Your instructions:
Give back exactly the lines of the material below, starting with the line with "Target: blue toothpaste packaging" and going on through the line with "Would you kindly pick out the green fence".

Data:
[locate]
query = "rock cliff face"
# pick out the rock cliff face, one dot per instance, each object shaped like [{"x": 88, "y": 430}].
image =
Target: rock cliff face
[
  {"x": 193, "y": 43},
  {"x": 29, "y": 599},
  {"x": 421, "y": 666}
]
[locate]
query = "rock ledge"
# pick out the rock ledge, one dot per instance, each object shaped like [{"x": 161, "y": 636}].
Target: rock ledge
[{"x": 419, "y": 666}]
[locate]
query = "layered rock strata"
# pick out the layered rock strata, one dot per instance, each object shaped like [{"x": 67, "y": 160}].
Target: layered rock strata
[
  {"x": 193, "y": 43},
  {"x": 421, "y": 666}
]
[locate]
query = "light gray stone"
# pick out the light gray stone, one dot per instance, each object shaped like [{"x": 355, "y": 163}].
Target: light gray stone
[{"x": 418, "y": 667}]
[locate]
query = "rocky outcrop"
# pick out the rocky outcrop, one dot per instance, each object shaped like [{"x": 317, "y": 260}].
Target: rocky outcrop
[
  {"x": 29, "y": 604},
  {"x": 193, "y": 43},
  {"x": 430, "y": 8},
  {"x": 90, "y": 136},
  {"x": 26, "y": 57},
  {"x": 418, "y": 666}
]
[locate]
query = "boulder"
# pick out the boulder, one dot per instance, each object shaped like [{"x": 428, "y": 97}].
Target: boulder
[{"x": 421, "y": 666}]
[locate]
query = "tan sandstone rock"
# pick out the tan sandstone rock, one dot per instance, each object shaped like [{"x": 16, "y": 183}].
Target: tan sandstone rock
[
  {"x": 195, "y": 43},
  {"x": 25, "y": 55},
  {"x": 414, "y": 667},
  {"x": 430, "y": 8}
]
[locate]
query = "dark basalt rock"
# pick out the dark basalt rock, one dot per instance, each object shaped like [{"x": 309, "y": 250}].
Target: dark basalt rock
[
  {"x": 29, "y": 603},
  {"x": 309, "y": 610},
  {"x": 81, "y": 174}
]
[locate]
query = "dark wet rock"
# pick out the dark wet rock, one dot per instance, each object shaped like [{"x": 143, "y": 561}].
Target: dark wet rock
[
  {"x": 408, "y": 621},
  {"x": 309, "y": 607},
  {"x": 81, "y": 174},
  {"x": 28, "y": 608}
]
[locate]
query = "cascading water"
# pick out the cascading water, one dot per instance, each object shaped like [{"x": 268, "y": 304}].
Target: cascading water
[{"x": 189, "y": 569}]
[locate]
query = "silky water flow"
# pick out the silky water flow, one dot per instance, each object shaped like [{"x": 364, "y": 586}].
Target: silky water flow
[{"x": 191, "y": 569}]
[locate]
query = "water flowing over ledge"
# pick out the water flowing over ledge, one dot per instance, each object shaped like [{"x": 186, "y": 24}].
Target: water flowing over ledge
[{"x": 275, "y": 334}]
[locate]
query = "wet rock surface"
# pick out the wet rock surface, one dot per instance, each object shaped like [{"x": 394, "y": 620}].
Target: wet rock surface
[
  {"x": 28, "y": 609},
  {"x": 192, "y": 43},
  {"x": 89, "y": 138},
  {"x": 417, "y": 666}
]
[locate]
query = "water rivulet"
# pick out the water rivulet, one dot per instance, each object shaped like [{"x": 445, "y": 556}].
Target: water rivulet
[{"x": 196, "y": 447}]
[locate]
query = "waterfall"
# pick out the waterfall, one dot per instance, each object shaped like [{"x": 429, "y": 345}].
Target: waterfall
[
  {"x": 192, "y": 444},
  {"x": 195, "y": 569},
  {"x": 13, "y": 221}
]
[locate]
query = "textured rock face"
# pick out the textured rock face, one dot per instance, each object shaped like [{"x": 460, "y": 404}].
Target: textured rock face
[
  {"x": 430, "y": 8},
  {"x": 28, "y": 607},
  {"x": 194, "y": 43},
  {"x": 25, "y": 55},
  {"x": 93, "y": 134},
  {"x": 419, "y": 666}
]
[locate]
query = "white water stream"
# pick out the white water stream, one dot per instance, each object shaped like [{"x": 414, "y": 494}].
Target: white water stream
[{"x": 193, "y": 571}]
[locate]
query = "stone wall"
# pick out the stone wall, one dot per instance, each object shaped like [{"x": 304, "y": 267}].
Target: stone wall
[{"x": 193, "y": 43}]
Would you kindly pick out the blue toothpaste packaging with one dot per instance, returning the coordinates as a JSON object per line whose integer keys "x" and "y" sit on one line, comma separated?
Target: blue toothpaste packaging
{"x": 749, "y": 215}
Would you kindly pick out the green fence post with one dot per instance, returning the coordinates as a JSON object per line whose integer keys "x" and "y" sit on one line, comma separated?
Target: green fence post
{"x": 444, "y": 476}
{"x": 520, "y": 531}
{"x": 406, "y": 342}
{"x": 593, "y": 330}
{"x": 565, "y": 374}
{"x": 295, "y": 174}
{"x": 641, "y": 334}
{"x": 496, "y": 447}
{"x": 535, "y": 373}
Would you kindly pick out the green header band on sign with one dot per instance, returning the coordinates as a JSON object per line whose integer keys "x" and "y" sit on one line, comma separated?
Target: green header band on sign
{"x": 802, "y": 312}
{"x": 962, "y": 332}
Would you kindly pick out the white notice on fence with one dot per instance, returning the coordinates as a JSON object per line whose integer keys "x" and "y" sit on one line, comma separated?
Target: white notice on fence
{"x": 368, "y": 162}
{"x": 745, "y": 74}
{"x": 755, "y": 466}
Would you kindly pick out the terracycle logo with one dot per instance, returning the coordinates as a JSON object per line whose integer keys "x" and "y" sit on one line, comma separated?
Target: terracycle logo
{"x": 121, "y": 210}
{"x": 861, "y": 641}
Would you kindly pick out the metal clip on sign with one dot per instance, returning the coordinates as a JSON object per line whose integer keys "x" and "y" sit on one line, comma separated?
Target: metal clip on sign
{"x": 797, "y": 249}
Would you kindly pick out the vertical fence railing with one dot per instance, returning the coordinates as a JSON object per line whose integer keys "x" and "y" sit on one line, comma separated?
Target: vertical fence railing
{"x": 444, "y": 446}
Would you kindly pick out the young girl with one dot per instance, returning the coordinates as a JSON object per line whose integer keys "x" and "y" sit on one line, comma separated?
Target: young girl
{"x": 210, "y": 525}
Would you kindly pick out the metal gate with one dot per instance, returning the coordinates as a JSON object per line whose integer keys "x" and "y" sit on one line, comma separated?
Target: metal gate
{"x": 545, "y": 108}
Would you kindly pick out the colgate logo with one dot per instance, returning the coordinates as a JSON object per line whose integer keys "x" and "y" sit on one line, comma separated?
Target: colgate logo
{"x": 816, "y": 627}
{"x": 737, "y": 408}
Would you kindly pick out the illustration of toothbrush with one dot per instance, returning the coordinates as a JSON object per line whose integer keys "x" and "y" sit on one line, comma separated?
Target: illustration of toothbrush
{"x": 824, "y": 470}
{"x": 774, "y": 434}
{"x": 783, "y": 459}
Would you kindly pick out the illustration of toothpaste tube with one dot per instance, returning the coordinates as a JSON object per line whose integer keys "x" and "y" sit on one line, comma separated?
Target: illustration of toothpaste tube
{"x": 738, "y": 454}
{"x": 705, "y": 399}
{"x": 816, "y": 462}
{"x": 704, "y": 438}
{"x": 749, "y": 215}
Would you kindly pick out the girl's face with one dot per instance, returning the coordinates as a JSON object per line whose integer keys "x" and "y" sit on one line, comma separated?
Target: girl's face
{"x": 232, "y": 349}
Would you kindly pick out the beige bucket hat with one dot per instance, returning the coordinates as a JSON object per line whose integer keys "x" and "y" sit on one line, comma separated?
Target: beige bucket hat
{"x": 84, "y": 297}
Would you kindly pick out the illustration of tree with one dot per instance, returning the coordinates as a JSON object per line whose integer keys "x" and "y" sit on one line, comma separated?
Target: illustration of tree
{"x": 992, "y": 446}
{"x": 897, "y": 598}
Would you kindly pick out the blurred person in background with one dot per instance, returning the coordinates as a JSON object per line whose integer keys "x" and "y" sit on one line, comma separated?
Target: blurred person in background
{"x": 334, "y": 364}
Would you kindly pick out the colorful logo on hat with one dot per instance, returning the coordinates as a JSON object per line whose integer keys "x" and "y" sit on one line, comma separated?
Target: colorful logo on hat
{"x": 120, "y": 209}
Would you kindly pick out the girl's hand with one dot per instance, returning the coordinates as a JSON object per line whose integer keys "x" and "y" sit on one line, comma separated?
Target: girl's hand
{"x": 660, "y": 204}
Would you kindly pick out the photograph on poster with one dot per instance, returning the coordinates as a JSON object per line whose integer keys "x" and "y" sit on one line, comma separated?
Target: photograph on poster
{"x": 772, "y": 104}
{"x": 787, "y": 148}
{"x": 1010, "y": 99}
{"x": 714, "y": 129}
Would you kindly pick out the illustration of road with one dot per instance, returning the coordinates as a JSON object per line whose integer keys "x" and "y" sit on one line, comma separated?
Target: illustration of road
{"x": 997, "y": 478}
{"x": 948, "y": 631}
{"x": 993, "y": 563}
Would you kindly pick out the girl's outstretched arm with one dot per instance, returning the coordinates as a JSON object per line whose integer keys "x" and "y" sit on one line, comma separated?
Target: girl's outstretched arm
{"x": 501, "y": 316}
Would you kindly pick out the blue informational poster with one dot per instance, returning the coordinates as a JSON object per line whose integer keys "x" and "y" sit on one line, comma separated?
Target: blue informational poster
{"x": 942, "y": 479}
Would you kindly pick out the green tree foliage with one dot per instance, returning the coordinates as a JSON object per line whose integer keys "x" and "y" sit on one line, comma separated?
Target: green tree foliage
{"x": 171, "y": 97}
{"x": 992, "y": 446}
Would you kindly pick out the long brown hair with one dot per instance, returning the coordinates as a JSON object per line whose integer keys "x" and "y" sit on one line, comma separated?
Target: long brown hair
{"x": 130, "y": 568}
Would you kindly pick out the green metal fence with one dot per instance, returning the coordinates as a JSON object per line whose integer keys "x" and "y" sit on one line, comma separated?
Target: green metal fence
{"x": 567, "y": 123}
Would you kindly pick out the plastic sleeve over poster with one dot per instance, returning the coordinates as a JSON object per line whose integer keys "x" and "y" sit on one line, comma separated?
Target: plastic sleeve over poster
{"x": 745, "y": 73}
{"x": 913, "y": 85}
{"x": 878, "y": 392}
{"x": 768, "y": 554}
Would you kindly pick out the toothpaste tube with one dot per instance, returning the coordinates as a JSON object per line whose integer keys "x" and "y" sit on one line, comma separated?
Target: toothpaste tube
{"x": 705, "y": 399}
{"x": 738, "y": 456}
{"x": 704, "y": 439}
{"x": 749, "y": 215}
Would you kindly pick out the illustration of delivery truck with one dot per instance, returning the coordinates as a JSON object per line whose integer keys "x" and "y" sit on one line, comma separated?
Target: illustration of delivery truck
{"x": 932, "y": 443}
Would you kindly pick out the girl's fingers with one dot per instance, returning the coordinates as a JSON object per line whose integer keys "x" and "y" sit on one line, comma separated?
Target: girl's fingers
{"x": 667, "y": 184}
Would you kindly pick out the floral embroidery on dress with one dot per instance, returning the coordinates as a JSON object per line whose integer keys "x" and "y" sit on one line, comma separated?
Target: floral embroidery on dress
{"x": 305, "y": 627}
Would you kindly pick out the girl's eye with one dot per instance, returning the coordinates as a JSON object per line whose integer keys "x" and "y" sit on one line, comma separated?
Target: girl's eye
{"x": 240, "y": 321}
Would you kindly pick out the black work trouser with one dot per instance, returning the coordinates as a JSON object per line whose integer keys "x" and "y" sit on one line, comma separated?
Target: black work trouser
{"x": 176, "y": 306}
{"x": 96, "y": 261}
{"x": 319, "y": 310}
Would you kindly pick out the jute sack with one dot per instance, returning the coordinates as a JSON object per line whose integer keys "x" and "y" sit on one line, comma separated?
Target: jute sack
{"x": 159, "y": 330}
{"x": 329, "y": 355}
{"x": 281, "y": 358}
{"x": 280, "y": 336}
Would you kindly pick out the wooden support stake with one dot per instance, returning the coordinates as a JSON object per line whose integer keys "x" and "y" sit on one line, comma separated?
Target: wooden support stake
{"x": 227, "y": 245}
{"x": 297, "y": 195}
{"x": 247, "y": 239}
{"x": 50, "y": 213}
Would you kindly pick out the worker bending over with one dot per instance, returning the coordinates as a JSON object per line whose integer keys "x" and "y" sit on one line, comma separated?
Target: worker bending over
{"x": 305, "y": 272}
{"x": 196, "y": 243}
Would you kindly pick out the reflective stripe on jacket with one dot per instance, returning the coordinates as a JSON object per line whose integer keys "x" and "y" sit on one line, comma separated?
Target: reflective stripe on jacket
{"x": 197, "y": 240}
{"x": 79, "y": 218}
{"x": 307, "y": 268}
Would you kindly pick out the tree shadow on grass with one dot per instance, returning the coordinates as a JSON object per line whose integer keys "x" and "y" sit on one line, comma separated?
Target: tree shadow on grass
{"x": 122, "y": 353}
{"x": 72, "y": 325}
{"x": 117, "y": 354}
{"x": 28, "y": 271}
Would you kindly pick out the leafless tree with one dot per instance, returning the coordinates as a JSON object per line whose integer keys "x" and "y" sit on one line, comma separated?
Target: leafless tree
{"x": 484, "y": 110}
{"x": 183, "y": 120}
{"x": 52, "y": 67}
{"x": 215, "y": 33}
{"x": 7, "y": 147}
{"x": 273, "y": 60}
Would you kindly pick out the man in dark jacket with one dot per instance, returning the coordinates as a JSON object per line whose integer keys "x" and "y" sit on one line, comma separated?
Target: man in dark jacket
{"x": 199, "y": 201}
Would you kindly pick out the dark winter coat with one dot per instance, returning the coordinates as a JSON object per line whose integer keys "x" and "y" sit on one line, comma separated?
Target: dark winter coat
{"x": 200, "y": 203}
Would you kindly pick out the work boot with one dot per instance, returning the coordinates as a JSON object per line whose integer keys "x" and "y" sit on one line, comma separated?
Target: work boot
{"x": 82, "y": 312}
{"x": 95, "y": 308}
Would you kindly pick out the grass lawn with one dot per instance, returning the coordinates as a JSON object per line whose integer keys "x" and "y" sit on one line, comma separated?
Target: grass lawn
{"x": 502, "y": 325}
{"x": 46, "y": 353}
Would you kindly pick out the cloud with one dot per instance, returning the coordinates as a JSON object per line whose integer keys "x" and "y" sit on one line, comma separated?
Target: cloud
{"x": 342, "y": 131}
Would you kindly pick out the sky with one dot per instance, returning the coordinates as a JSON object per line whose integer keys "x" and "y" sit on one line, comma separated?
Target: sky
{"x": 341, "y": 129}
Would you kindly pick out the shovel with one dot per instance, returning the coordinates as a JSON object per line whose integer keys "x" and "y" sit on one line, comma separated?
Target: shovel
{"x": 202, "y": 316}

Result for this task:
Target: blue toothpaste packaging
{"x": 749, "y": 215}
Would you kindly pick out the green fence post with one dot per instance, returning the coordinates as a JSON object per line whose integer keys "x" and "y" sit on one line, comma separated?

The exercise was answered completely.